Will you restate verbatim the lines running from the line with "Target: white throat spot" to the end of the data, leaving out everything else?

begin Exercise input

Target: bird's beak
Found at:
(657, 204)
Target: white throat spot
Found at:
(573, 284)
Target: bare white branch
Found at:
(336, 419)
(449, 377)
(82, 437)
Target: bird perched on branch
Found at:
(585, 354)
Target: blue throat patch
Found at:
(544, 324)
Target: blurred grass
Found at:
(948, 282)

end Exercise input

## Complete answer
Target: white throat spot
Found at:
(573, 284)
Target: bare white branch
Found at:
(336, 419)
(449, 377)
(82, 437)
Target: bird perched on branch
Found at:
(585, 354)
Target: blue throat patch
Found at:
(544, 324)
Target: blurred grass
Found at:
(948, 282)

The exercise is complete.